To do: Some lines in the records below may hold the word "return"; give the number of those lines and nothing else.

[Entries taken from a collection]
──────────

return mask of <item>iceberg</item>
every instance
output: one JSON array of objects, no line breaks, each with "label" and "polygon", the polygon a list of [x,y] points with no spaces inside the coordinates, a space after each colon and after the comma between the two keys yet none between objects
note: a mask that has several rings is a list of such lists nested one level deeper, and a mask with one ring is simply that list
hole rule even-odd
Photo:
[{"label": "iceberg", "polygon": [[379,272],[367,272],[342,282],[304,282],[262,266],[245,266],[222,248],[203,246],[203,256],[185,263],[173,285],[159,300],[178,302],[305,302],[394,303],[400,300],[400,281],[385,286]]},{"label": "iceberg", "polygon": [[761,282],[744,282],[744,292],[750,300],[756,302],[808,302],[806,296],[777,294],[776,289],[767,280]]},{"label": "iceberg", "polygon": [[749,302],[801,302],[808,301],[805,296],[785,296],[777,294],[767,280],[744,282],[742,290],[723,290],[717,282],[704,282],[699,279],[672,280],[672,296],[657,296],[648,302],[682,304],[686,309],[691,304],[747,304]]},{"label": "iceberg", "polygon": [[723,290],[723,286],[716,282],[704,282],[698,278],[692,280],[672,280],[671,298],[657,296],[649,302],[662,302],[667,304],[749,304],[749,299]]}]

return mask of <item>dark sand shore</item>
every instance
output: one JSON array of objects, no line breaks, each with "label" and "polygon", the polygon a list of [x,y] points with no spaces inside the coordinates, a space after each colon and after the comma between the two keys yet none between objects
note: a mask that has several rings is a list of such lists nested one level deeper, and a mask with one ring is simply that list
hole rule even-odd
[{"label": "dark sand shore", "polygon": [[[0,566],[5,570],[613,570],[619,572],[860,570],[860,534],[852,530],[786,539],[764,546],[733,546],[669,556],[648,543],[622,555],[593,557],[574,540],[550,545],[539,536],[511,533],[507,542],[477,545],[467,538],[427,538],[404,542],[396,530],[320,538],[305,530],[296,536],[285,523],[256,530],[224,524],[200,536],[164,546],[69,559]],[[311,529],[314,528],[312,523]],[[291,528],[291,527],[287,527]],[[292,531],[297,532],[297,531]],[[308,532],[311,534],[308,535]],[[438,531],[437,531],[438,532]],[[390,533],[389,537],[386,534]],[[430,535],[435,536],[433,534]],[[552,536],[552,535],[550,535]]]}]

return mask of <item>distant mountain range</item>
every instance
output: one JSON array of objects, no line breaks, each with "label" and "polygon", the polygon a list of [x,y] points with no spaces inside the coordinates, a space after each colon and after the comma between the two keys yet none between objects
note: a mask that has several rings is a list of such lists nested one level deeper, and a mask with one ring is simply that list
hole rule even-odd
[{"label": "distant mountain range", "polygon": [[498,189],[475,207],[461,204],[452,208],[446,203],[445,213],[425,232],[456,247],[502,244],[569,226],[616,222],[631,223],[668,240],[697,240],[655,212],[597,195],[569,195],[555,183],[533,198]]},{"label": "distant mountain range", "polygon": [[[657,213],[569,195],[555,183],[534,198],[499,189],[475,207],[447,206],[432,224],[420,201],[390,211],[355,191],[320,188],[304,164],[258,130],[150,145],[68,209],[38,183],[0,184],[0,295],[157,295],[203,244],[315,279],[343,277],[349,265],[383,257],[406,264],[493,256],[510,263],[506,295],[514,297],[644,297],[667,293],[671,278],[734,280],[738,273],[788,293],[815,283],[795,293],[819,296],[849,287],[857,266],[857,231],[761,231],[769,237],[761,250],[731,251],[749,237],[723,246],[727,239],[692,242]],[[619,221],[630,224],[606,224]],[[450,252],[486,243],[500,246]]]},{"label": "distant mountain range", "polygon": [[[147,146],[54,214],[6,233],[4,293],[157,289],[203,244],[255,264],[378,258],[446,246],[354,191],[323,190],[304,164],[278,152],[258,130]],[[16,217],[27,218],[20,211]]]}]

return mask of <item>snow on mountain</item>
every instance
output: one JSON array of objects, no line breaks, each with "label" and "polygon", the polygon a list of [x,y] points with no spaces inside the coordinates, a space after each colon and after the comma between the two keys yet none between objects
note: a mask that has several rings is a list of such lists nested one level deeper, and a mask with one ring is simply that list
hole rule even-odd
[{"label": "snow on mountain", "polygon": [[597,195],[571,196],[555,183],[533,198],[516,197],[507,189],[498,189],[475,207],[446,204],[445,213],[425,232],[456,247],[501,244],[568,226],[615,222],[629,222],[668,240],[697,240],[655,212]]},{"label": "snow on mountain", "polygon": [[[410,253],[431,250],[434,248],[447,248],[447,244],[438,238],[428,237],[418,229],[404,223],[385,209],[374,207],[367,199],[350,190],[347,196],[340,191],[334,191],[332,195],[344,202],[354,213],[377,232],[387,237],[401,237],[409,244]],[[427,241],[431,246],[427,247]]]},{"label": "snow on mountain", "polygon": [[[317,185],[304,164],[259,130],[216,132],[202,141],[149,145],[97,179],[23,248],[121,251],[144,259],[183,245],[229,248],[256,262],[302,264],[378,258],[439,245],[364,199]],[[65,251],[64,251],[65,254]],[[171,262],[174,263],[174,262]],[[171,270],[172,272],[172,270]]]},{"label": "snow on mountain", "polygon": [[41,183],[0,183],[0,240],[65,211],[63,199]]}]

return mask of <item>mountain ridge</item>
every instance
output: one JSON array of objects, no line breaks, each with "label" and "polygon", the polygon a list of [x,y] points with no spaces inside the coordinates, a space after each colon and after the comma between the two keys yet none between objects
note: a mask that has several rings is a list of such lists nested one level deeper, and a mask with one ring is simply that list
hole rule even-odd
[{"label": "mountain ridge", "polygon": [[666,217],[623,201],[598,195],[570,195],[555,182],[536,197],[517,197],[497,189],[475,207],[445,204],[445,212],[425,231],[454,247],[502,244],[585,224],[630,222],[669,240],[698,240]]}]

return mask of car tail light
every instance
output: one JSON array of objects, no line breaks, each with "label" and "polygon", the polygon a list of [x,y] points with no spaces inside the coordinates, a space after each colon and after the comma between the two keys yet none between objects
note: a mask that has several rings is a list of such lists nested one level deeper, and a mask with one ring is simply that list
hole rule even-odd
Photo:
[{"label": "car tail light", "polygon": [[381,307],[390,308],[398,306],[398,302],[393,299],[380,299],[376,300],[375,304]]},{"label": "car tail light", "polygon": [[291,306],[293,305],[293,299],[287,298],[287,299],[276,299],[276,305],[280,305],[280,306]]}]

──────────

Finished exercise: 6